[Referring expression grounding data]
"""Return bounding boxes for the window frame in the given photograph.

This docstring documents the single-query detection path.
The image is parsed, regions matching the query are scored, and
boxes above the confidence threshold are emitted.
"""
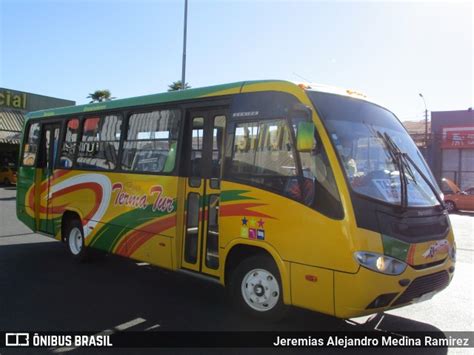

Instructions for the task >>
Reproduce all the entries above exactly. Include no images.

The answer >>
"""Return bounding boxes for the window frame in the given photograph.

This docstring documents the single-query detection path.
The image is parsed, regions matching the query are scored, and
boxes above the confidence threshold are emitted.
"""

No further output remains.